Panorama der Reformationen

Auf monumentalen 1000 Seiten entwirft Diarmaid MacCulloch ein Panorama der Reformation als definierende Epoche Europas. Der Professor für Kirchengeschichte an der Universität von Oxford zeichnet dabei eine Mentalitätsgeschichte des Religiösen. Sein Blick vom Rande mit Mut zur Meinung ist für Normalsterbliche immer gut lesbar geschrieben.
Im Jahr 2017 ist es 500 Jahre her, dass Martin Luther seine 95 Thesen – so will es die Überlieferung, auch wenn das tatsächliche Ereignis weniger spektakulär war – an die Tür der Schlosskirche zu Wittenberg schlug. Der Beginn der Reformation, an deren Ende in Europa wenig so war wie vorher. Und doch ein Ereignis, das in seiner Wichtigkeit kaum mehr präsent ist. Die Evangelische Kirche in Deutschland hat eigens eine Lutherdekade ausgerufen, um auf das Jubiläum hinzuarbeiten.

Erfolgreicher vielleicht als PR-Aktionen und Gedenkveranstaltungen könnte da das Buch des britischen Kirchenhistorikers Diarmaid MacCulloch sein. Auf monumentalen 1000 Seiten entwirft er ein Panorama der Reformation als definierende Epoche Europas. Oder genauer: ein Panorama der Reformationen. Denn MacCulloch behandelt die unterschiedlichen Reformationen in den verschiedenen europäischen Ländern und Regionen, versucht sie zu verstehen als Ausdruck derselben umwälzenden Ideen, aber auch als historische Ereignisse eigenen Rechts. Der englische Untertitel "Europe’s House Divided" – sinngemäß vielleicht: Europas zerteilte Einheit – deutet das für MacCulloch wichtigste Ergebnis zweier turbulenter Jahrzehnte an. Schade eigentlich, dass er in der deutschen Übersetzung weggefallen ist.

+---+

• **Aufgabenstellung**
Nennen Sie in der Reihenfolge ihres ersten Auftretens alle Zahlen, die in der Quelle in Ziffern geschrieben sind, wobei jede nur einmal aufzuführen ist. Maßgeblich ist allein die Quelle.

+---+

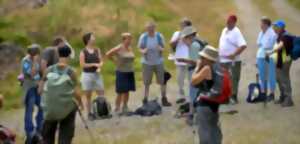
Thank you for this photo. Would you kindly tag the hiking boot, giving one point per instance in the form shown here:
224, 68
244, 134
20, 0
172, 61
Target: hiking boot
270, 97
165, 102
261, 98
181, 100
280, 100
287, 103
145, 101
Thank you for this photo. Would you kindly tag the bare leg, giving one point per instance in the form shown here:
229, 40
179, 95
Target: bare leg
147, 88
88, 102
118, 102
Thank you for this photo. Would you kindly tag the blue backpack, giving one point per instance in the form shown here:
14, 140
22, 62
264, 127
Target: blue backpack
295, 54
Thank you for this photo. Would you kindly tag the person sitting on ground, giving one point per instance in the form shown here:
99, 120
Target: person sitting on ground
265, 64
151, 45
65, 125
91, 62
208, 77
31, 70
181, 51
125, 81
282, 50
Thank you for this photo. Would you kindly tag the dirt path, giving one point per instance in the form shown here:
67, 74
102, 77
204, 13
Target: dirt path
253, 124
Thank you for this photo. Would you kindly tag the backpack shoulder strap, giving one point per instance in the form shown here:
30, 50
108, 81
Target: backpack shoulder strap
144, 39
159, 39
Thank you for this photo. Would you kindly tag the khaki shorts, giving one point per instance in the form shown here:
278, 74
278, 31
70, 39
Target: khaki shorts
91, 81
148, 71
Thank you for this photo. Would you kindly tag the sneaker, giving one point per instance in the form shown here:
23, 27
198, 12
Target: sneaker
261, 98
190, 120
165, 102
287, 103
181, 100
270, 97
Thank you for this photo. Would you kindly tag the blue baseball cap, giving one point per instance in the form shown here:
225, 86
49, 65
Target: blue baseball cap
279, 24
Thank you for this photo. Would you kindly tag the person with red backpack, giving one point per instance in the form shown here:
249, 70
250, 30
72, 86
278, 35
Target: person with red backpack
214, 86
284, 54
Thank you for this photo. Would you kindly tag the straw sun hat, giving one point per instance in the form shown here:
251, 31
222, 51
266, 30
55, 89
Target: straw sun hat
210, 53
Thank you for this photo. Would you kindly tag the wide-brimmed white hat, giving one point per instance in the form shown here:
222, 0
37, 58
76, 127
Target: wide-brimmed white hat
210, 53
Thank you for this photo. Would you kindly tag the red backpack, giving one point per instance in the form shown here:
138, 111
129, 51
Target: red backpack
226, 91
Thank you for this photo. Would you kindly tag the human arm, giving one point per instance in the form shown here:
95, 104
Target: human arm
188, 61
77, 92
276, 48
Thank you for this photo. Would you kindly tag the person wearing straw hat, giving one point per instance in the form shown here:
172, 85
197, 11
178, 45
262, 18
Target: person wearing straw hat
181, 50
151, 45
31, 70
231, 44
125, 81
208, 77
189, 37
282, 53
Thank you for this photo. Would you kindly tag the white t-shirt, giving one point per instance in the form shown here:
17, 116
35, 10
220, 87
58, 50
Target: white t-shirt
182, 50
229, 42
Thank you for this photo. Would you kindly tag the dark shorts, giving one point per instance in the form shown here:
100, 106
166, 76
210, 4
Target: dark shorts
125, 82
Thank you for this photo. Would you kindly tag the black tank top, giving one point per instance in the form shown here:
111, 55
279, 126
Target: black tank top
91, 58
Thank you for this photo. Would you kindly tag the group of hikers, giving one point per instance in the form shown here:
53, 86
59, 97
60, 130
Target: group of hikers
210, 72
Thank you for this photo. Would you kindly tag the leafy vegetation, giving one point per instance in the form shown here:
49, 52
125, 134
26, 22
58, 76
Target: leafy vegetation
107, 19
295, 3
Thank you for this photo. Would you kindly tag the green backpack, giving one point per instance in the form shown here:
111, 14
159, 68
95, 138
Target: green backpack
58, 94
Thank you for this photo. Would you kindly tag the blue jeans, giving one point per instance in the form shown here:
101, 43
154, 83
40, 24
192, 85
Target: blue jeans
32, 99
267, 71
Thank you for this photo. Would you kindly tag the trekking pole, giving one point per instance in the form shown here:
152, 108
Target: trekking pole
85, 123
267, 58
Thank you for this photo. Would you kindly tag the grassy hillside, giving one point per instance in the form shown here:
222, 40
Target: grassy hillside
107, 19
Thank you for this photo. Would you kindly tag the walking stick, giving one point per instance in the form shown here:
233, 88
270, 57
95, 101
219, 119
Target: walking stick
267, 58
85, 123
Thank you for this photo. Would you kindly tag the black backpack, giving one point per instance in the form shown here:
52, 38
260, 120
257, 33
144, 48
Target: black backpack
101, 108
151, 108
201, 42
7, 136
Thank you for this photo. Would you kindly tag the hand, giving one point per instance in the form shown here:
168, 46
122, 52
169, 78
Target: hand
160, 48
96, 65
232, 56
1, 101
268, 53
144, 51
181, 59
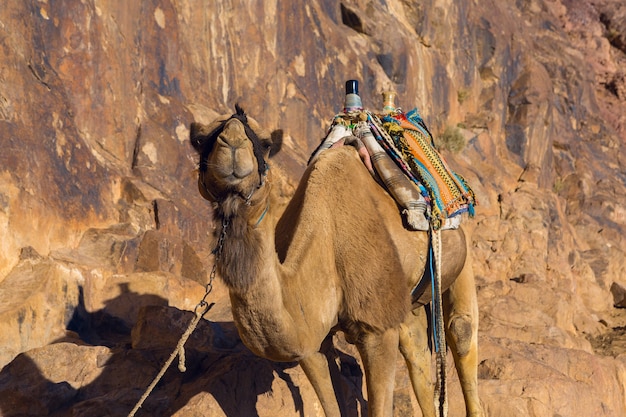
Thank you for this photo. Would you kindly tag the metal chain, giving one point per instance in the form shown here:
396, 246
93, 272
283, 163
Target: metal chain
216, 252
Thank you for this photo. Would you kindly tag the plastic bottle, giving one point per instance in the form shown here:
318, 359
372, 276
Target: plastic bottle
389, 102
352, 101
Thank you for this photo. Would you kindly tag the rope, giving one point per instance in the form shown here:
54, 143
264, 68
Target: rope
200, 310
441, 397
179, 351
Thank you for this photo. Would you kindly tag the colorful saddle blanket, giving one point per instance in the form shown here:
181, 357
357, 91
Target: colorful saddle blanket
409, 142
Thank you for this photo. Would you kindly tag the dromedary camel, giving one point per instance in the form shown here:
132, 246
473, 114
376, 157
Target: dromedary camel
337, 258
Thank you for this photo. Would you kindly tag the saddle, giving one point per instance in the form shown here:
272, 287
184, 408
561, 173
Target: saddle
398, 150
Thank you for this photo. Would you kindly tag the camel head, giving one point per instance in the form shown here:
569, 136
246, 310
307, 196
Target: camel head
233, 152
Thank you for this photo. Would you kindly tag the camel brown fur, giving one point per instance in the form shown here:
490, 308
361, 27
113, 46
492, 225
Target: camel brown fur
337, 258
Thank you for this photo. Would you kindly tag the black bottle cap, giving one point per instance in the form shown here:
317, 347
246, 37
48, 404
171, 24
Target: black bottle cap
352, 87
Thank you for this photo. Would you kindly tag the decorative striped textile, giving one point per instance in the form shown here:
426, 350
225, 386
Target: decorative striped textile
408, 141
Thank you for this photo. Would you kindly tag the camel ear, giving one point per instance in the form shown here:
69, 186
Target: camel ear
275, 142
200, 134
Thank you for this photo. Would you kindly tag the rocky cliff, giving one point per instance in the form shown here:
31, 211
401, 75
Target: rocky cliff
106, 242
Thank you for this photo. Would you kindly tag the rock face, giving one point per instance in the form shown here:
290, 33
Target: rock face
106, 246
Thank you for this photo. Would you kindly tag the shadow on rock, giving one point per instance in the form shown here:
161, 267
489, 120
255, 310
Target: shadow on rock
104, 365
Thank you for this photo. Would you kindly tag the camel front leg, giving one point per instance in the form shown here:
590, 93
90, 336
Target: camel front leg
462, 335
317, 371
379, 352
414, 348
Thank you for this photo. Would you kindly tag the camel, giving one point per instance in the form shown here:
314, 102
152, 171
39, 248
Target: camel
337, 258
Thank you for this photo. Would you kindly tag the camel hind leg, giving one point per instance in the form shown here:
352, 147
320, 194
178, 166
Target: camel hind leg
417, 355
461, 315
378, 352
316, 369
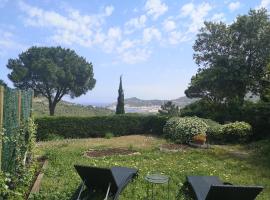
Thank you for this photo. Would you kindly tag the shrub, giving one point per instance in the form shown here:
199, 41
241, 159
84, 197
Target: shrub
83, 127
236, 132
181, 130
213, 131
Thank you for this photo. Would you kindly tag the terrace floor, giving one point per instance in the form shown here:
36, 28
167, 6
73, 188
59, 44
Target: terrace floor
238, 164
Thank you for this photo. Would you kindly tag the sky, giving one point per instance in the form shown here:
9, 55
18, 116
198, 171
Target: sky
149, 42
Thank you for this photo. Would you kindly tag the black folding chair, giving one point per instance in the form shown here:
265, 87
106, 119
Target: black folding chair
110, 182
212, 188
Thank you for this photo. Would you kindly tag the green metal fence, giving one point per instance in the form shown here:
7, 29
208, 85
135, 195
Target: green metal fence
16, 106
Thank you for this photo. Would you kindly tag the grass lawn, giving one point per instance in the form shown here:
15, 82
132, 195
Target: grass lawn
244, 165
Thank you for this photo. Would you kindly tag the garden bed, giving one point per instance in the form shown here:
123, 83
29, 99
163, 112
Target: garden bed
173, 147
109, 152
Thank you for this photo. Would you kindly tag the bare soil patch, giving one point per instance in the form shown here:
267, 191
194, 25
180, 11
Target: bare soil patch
173, 147
109, 152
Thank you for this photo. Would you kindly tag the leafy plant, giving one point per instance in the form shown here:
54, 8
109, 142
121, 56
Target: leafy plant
236, 132
169, 109
182, 130
83, 127
109, 135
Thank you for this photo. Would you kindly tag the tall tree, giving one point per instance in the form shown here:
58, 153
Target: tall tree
52, 72
120, 107
2, 83
231, 58
265, 89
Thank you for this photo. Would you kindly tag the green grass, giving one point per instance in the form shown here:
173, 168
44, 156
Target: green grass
238, 164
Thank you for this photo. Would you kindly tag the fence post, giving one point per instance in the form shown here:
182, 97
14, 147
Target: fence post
1, 121
19, 106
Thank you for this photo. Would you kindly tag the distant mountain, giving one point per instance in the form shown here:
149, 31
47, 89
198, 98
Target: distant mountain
136, 102
64, 108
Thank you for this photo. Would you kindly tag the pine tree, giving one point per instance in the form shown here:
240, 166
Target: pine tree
120, 108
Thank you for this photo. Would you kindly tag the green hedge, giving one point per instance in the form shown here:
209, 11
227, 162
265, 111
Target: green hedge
83, 127
182, 129
235, 132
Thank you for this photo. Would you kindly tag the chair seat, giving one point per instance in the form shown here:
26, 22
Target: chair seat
212, 188
202, 184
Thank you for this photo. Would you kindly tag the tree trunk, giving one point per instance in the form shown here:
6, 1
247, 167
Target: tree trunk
52, 108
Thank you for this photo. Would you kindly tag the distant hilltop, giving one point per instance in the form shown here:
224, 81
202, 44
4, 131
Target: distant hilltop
136, 102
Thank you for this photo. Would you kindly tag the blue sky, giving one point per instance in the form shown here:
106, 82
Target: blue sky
149, 42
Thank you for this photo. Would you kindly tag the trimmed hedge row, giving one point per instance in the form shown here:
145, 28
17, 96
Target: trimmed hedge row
183, 129
83, 127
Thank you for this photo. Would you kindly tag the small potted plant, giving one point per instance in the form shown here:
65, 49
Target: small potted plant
199, 139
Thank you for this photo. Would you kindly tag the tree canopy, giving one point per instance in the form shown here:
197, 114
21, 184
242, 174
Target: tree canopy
2, 83
232, 59
52, 72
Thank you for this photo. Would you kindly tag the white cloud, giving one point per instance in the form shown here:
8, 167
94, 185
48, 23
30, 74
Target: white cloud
114, 35
155, 8
234, 6
8, 43
169, 25
187, 9
135, 24
126, 45
72, 28
197, 14
135, 56
217, 17
109, 10
150, 34
3, 3
176, 37
264, 4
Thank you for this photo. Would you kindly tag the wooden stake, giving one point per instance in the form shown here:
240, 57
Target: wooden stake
19, 106
1, 120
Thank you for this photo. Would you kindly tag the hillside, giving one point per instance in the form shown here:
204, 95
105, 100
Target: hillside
135, 102
63, 108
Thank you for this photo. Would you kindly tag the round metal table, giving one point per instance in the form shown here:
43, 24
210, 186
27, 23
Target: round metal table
157, 179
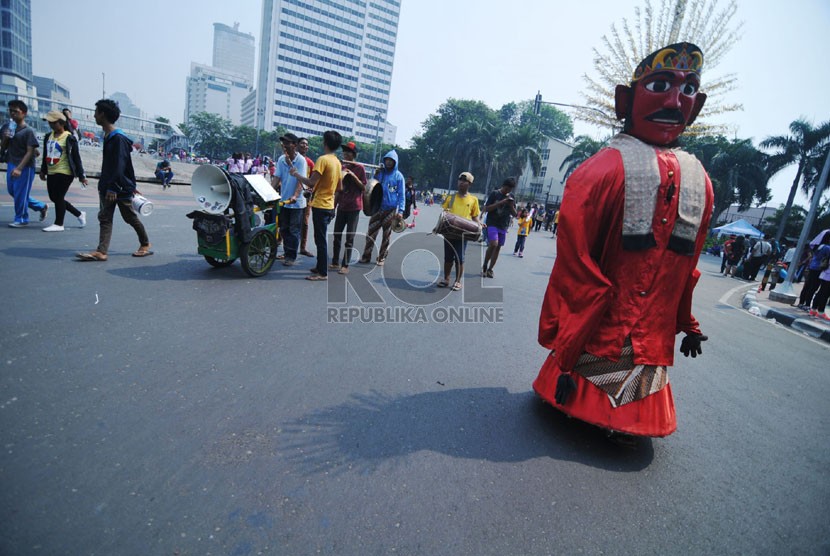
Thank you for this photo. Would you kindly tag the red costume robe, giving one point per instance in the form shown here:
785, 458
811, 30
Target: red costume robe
598, 294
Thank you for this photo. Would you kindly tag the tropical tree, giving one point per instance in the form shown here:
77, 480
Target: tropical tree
797, 215
467, 135
737, 170
210, 133
804, 147
584, 148
701, 22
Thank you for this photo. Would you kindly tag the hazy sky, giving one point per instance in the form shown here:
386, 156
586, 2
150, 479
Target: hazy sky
496, 52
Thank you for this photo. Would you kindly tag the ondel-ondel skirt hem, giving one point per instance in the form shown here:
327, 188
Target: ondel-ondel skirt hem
653, 415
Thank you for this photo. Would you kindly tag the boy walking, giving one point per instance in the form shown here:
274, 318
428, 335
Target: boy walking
116, 186
21, 143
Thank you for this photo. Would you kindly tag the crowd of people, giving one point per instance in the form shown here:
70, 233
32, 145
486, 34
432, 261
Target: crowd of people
634, 220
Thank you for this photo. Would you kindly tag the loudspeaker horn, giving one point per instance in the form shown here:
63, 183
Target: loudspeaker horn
211, 189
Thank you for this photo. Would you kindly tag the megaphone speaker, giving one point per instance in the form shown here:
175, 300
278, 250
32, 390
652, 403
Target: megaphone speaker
211, 189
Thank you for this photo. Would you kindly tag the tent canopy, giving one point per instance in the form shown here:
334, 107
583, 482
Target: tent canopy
739, 227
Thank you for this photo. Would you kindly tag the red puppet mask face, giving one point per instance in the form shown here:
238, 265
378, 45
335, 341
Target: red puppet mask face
659, 106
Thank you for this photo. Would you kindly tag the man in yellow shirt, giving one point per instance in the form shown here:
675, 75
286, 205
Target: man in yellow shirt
463, 204
324, 180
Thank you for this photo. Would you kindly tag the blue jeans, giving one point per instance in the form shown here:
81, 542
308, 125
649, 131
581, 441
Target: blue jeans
19, 188
321, 218
291, 221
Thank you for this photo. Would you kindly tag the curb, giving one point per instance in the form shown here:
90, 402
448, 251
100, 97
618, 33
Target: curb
805, 325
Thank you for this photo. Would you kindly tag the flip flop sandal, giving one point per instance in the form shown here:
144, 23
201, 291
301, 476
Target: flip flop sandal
91, 257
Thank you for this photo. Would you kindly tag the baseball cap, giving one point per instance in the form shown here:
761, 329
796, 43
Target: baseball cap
54, 116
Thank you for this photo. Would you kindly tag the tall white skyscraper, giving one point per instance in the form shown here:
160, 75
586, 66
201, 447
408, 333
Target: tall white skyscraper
326, 64
233, 50
216, 91
220, 88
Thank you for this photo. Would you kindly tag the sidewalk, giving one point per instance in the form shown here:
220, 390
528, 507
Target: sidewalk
785, 313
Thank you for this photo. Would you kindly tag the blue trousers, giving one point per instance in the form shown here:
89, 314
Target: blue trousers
291, 220
321, 219
19, 188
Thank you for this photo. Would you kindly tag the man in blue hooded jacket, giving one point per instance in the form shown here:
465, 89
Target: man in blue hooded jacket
391, 209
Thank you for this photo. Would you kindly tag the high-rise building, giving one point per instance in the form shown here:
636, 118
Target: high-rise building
233, 50
16, 48
126, 104
216, 91
48, 88
327, 65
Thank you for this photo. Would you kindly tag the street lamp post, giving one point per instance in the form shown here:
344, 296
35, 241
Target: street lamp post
259, 113
538, 102
377, 137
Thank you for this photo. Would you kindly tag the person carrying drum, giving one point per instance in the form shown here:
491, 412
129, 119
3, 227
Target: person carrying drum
392, 207
500, 206
464, 205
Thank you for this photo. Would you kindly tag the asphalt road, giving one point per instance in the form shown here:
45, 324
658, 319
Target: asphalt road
161, 406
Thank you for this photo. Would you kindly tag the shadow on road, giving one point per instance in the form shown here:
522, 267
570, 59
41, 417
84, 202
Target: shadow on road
478, 423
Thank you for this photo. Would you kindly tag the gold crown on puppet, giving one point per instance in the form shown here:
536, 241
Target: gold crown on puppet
682, 56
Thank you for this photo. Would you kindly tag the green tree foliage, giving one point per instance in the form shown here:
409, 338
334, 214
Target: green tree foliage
737, 170
805, 147
209, 134
213, 136
467, 135
796, 217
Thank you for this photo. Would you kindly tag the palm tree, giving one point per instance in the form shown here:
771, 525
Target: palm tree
739, 173
802, 147
584, 148
517, 146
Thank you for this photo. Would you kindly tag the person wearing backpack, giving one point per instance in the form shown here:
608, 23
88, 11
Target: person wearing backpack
761, 251
61, 163
815, 268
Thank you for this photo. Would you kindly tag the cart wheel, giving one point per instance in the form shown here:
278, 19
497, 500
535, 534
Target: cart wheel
258, 256
218, 263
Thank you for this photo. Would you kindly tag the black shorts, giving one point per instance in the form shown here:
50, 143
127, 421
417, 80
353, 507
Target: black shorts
454, 249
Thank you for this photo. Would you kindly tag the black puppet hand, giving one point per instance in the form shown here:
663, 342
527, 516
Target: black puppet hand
565, 386
691, 344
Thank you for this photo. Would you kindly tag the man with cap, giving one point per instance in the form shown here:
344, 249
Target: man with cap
633, 221
391, 208
727, 252
116, 184
464, 205
324, 181
302, 147
500, 206
349, 202
291, 192
20, 144
60, 164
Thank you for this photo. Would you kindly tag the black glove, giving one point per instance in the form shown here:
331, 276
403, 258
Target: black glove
565, 386
691, 344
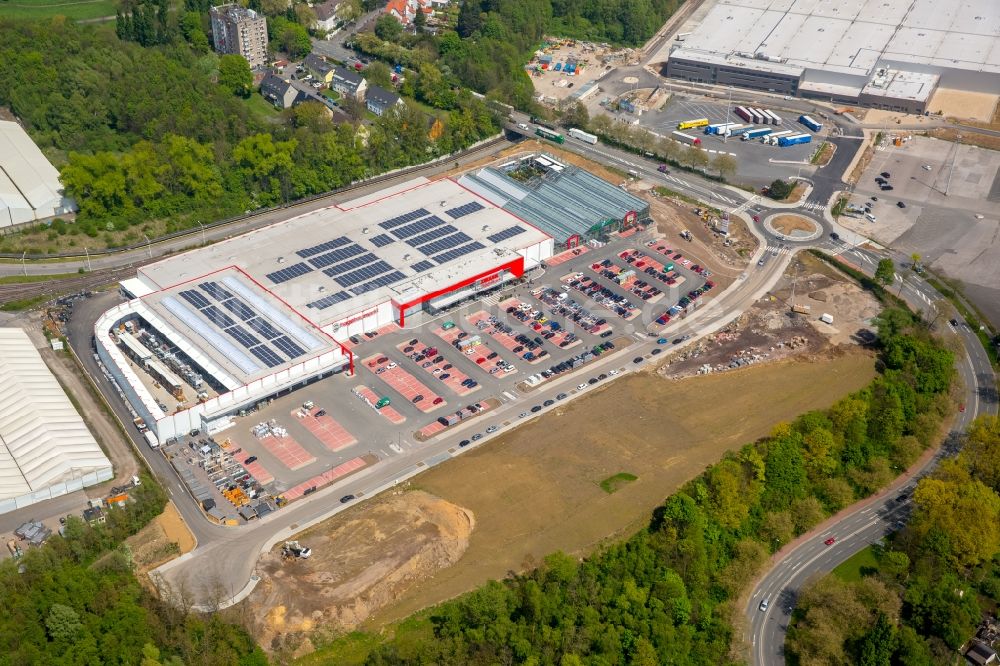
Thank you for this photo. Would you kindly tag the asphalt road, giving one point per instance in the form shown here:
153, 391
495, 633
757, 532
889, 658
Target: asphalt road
222, 565
870, 520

+---+

• **Lösung**
1000, 2017, 500, 95